## TAREA ASIGNADA 1
Enumere los rasgos de Al viento y al azar que, según el texto sobre ese libro, conquistaron a quien lo escribe.
## TAREA ASIGNADA 2
Prolongue el texto sobre el libro Al viento y al azar a partir de su última oración.

Así fue como el desordenado manuscrito se lo hicimos llegar a su primera editora en Barranquilla para reimprimir en el nuevo orden estipulado y enviar posteriormente una versión algo más presentable a la editorial.
Poco tiempo después recibimos la buena nueva por parte de Planeta, comunicándonos que deseaban publicarlo puesto que les había gustado. No se me hizo difícil comprender esto, puesto que de Al viento y al azar me conquistó todo: la rebeldía en algunos de sus textos, la anarquía en su estructura y, más aún, la honestidad brutal en sus páginas.
En lo personal, disfruté leyendo la colección de artículos aquí recopilados, en especial los que cargan algún tipo de denuncia o comentario sociopolítico. Siempre he considerado que los ciudadanos del mundo tenemos el deber moral de participar en las decisiones que definen el destino de nuestras naciones. Es ése, sin más, el significado de la “política”, y es su inquietud por los temas que le conciernen y que mi papá jamás consigue obviar a través de sus publicaciones, parte de esa obligación inherente a todos los que cargamos documento de identidad. Un deber que considero aún más ineludible en el caso de artistas, compositores, autores y formadores de opinión.
Shakira, de puño y letra
Son, sin embargo, “Historias cortas” y “Amores volátiles” las porciones del libro que quizá más me atraen. En “Historias cortas” no se sabe con certeza dónde acaba la realidad y empieza la ficción, si es así de mágica la cotidianidad de la Costa Caribe colombiana o si es la imaginación y la tendencia propia de los escritores a exagerarlo todo lo que convierte a mi amada Colombia en una hipérbole constante, en donde todo puede ocurrir y donde lo más insignificante recobra un valor bestial y digno de contarse.

## MATERIAL EXTRAÍDO
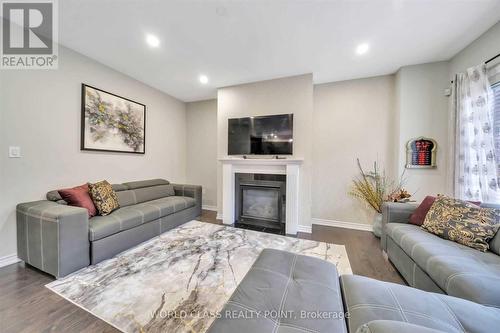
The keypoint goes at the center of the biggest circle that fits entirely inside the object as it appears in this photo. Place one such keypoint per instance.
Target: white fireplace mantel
(286, 166)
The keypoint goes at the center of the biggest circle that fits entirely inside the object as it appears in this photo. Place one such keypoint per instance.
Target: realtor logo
(29, 34)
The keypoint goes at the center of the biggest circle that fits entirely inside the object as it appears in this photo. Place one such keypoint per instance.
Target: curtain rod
(490, 60)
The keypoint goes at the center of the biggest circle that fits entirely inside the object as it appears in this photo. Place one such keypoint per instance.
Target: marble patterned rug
(178, 281)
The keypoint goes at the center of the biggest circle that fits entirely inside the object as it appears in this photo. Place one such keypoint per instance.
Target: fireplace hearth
(260, 202)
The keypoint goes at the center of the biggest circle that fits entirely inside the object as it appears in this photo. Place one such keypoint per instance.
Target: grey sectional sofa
(285, 293)
(60, 239)
(433, 264)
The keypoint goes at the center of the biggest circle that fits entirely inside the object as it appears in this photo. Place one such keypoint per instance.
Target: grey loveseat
(285, 292)
(60, 239)
(431, 263)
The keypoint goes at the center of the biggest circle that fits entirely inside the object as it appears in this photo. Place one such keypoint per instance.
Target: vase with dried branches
(373, 188)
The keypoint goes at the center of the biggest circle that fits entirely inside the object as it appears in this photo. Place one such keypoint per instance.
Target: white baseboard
(342, 224)
(304, 228)
(9, 260)
(208, 207)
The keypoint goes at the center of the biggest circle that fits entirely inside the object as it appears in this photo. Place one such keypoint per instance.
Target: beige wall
(352, 119)
(287, 95)
(422, 110)
(40, 112)
(201, 165)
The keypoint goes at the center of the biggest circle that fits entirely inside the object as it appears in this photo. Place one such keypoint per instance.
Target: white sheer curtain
(475, 173)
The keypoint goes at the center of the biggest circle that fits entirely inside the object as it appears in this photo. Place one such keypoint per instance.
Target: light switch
(14, 152)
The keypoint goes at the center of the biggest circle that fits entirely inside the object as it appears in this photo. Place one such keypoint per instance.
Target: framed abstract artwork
(421, 153)
(112, 123)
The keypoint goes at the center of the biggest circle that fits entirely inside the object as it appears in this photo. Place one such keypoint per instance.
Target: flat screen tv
(265, 135)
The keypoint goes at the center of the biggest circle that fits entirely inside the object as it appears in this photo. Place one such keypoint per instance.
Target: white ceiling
(236, 42)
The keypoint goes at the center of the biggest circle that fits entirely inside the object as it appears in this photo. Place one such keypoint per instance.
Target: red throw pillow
(79, 196)
(419, 214)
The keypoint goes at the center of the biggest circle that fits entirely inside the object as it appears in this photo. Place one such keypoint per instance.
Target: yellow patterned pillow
(462, 222)
(104, 197)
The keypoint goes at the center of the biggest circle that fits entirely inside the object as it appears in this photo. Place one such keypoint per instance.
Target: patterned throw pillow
(105, 199)
(462, 222)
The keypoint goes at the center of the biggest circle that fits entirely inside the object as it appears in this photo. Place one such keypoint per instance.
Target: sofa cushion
(131, 216)
(368, 299)
(284, 292)
(462, 222)
(392, 326)
(79, 196)
(457, 269)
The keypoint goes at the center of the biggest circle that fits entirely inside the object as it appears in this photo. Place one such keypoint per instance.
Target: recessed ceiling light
(152, 40)
(362, 48)
(203, 79)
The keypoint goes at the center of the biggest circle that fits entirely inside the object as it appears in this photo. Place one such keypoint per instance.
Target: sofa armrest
(395, 212)
(53, 237)
(193, 191)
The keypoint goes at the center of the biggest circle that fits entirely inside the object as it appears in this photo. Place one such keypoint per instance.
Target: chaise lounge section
(60, 239)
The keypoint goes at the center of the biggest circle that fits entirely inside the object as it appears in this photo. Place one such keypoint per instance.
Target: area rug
(177, 282)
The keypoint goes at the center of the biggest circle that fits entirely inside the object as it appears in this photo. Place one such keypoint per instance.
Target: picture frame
(111, 123)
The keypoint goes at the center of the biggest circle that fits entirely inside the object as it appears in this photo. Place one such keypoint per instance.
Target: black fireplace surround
(260, 202)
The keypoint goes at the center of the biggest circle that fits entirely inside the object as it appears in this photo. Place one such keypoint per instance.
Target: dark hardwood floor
(27, 306)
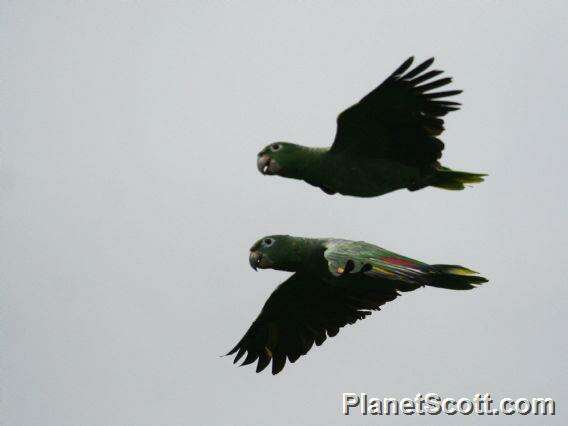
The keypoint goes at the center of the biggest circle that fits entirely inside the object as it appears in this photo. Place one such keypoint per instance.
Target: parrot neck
(306, 164)
(306, 251)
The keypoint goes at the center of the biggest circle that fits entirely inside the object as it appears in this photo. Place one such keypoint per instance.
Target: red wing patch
(398, 261)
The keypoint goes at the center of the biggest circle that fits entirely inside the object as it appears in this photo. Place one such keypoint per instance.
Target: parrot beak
(255, 258)
(267, 165)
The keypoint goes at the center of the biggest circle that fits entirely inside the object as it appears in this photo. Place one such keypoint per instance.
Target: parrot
(335, 282)
(385, 142)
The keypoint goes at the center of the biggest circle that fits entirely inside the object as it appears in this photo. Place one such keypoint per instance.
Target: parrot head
(279, 158)
(281, 252)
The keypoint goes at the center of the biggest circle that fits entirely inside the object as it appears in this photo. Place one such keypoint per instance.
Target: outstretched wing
(400, 119)
(358, 257)
(302, 311)
(352, 257)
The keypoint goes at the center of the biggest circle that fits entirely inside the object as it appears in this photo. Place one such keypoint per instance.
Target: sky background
(129, 198)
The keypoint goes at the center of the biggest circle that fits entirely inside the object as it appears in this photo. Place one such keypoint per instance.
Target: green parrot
(335, 282)
(385, 142)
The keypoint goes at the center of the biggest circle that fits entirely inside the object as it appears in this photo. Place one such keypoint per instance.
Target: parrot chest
(362, 177)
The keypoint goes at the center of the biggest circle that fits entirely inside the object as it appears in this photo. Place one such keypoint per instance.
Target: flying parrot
(335, 282)
(385, 142)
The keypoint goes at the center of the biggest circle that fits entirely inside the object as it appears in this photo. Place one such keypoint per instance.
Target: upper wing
(299, 313)
(399, 119)
(358, 257)
(346, 257)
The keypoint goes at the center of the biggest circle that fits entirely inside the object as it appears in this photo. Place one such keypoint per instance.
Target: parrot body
(335, 282)
(385, 142)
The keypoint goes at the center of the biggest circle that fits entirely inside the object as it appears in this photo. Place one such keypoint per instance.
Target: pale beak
(255, 258)
(267, 165)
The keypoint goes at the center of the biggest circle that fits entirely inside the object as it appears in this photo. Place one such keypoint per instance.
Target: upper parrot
(386, 141)
(335, 282)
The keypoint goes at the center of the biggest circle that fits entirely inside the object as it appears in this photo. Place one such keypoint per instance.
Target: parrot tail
(453, 277)
(453, 180)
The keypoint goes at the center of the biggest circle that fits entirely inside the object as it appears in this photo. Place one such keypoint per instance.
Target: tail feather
(455, 180)
(454, 277)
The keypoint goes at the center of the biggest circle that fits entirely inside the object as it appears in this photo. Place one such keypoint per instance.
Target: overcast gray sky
(129, 198)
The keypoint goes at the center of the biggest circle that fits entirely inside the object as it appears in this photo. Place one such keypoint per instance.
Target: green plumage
(335, 282)
(385, 142)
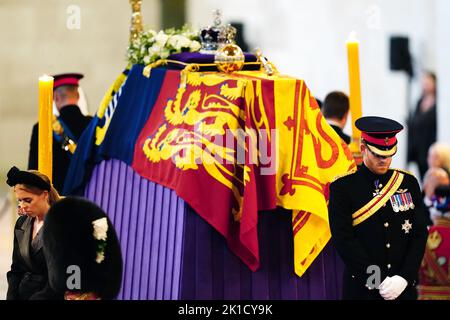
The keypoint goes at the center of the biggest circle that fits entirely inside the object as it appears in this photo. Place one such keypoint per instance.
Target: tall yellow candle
(45, 136)
(355, 88)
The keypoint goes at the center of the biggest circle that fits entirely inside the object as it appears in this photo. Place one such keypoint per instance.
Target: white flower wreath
(151, 46)
(100, 234)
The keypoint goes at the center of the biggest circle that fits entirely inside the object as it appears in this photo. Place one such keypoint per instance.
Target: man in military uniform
(67, 127)
(377, 219)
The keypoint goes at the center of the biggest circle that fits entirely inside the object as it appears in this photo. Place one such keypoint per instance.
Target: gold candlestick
(45, 134)
(136, 19)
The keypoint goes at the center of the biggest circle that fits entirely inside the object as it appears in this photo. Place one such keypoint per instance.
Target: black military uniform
(72, 122)
(378, 220)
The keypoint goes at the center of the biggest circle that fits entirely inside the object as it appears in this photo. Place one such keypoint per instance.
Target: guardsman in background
(377, 219)
(335, 110)
(67, 127)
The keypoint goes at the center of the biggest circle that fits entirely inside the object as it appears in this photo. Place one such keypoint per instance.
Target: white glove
(392, 287)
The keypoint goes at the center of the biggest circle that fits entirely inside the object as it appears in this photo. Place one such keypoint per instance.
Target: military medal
(377, 189)
(407, 226)
(410, 202)
(399, 200)
(395, 204)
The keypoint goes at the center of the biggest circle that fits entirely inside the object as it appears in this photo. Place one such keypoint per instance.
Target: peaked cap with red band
(66, 79)
(379, 134)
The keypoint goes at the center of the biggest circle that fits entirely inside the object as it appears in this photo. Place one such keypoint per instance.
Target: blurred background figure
(27, 278)
(422, 124)
(435, 268)
(67, 127)
(82, 251)
(434, 177)
(335, 110)
(439, 156)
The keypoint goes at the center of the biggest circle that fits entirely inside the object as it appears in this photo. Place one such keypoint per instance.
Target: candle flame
(352, 37)
(45, 78)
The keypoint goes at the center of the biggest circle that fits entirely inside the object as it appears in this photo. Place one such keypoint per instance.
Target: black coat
(28, 277)
(77, 122)
(381, 239)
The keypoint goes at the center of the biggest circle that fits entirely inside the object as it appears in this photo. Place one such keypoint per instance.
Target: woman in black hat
(27, 279)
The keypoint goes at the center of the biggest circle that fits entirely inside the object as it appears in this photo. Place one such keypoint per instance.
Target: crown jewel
(210, 35)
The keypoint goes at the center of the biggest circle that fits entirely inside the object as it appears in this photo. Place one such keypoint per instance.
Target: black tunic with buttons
(384, 239)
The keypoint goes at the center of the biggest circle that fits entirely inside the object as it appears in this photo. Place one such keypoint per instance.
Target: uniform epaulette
(404, 171)
(344, 175)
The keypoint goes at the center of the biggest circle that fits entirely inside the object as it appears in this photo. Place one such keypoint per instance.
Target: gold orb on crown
(229, 58)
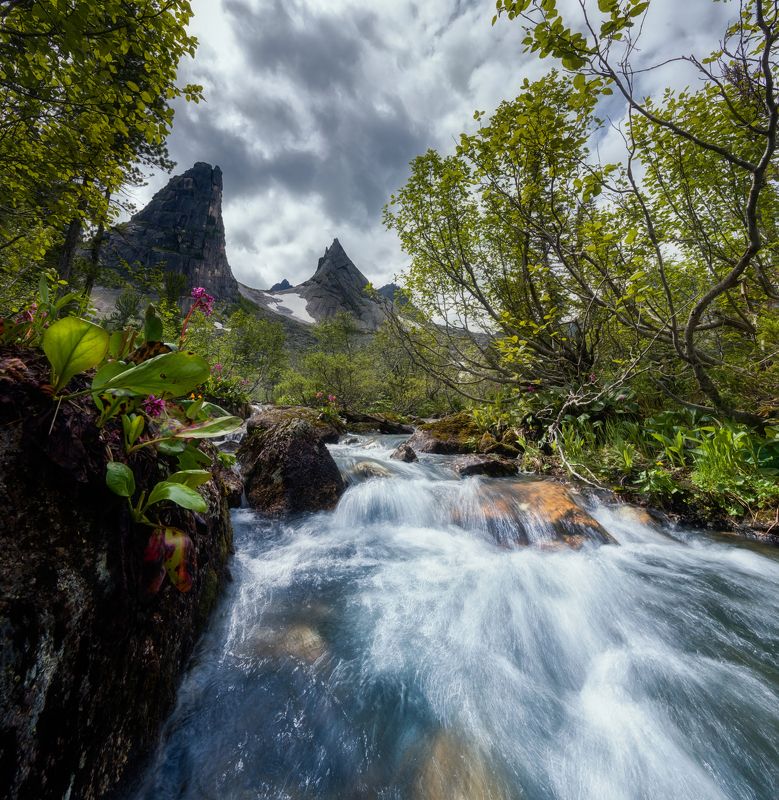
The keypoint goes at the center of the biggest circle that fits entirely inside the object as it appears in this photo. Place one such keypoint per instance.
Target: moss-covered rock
(89, 658)
(457, 433)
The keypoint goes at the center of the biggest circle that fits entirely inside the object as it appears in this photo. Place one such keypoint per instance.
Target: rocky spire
(337, 285)
(181, 229)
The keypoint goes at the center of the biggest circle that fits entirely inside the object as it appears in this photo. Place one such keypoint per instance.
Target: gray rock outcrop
(337, 285)
(181, 230)
(285, 463)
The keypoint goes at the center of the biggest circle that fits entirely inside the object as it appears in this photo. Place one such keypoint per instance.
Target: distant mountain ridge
(182, 231)
(336, 285)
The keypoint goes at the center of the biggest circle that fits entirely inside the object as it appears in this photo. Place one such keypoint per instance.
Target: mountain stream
(410, 645)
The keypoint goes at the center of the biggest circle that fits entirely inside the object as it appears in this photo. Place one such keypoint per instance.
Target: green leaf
(170, 374)
(210, 428)
(119, 479)
(106, 372)
(152, 326)
(191, 477)
(179, 494)
(133, 427)
(73, 345)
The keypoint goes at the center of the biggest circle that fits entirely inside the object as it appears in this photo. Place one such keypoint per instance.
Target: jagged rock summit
(337, 285)
(180, 229)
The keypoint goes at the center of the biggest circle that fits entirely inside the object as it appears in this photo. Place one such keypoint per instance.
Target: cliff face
(182, 230)
(337, 285)
(89, 661)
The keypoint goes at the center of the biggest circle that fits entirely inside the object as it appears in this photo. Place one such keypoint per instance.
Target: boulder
(404, 452)
(328, 429)
(370, 469)
(457, 433)
(489, 465)
(367, 423)
(452, 770)
(90, 658)
(505, 447)
(540, 513)
(285, 464)
(548, 509)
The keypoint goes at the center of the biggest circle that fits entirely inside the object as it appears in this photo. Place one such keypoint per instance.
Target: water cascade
(444, 639)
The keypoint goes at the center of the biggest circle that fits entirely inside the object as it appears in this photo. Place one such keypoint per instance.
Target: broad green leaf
(106, 372)
(179, 494)
(152, 326)
(170, 374)
(119, 479)
(73, 345)
(210, 428)
(191, 477)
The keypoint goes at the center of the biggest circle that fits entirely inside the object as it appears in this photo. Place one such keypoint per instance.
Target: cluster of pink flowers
(153, 406)
(28, 315)
(203, 301)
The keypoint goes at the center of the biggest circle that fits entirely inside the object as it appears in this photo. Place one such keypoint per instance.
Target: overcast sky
(314, 109)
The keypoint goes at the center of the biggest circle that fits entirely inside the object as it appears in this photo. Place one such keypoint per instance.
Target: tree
(85, 93)
(706, 209)
(577, 274)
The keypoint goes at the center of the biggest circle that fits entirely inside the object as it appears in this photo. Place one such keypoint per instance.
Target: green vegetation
(623, 315)
(85, 90)
(352, 371)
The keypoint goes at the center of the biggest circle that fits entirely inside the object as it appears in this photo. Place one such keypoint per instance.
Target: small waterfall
(442, 639)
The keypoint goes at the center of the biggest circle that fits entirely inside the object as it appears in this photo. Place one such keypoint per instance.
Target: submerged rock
(285, 463)
(453, 770)
(404, 452)
(368, 423)
(489, 465)
(370, 469)
(540, 513)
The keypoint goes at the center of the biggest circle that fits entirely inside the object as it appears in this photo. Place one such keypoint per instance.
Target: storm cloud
(314, 108)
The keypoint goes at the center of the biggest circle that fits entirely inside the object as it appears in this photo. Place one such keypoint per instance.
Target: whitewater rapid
(403, 647)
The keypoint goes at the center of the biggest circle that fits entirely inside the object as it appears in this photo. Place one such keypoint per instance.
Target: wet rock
(299, 641)
(452, 770)
(89, 660)
(370, 469)
(454, 434)
(232, 487)
(549, 506)
(328, 429)
(489, 465)
(369, 423)
(285, 464)
(404, 452)
(507, 446)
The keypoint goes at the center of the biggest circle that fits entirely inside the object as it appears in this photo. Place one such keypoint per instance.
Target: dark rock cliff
(89, 661)
(182, 230)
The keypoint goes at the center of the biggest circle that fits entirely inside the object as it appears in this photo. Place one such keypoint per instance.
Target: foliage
(85, 92)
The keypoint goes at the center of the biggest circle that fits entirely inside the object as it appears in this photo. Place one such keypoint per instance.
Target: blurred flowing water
(405, 646)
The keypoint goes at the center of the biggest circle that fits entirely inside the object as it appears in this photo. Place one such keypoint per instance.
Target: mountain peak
(180, 230)
(337, 285)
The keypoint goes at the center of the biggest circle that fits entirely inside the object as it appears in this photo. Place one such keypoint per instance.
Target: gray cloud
(313, 110)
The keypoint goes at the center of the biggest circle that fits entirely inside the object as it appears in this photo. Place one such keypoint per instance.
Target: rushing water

## RESPUESTA ESPERADA 1
- La rebeldía en algunos de sus textos
- La anarquía en su estructura
- La honestidad brutal en sus páginas

## RESPUESTA ESPERADA 2
En los “Amores volátiles” se aprecia holísticamente su calidad literaria, la audacia y delicadeza de su pluma en cuanto evoca a través de su capacidad descriptiva los momentos felices o confusos y a veces desafortunados de un joven costeño en el cenit de su adolescencia explorando las rutas laberínticas del amor carnal.
El candor, la inocencia y las pinceladas costumbristas con que nos dirige hacia una época quizá más bella y simple que la actual, tiñen las páginas de este libro de un color sepia parecido al de las fotos que conservo de mi padre caminando por las calles de Manhattan, cuando recién aprendía a hacerlo en el año 1932.
El punto final del prólogo
Concluyendo, y para no quitarles más tiempo a ustedes, lectores, los invito entonces a que, como yo, se dejen llevar sin hacerse demasiadas preguntas y sin intentar buscar un exceso de coherencia en las ocurrencias de mi padre. Así como lo cuenta Constantin Cavafis, el héroe Ulises, de regreso a Itaca, no se detuvo a intentar comprender las peripecias de su viaje.
Quizá sea esa la mejor manera de disfrutar de un libro tan heterogéneo como este. Permitirse ocupar la silla trasera para que el conductor, en este caso el autor, nos dirija por donde se le antoje aunque el paisaje a ratos pase de ser hermoso y nostálgico a deliciosamente incongruente.
Y si en el camino se les ocurre hacer un alto para transportar los sentidos al valle de lo voluptuoso y lo sensual, les sugiero que no duden en repetir en voz alta, pero en soledad, Acto de amor, uno de mis poemas favoritos de siempre.
Shakira
¡La editora!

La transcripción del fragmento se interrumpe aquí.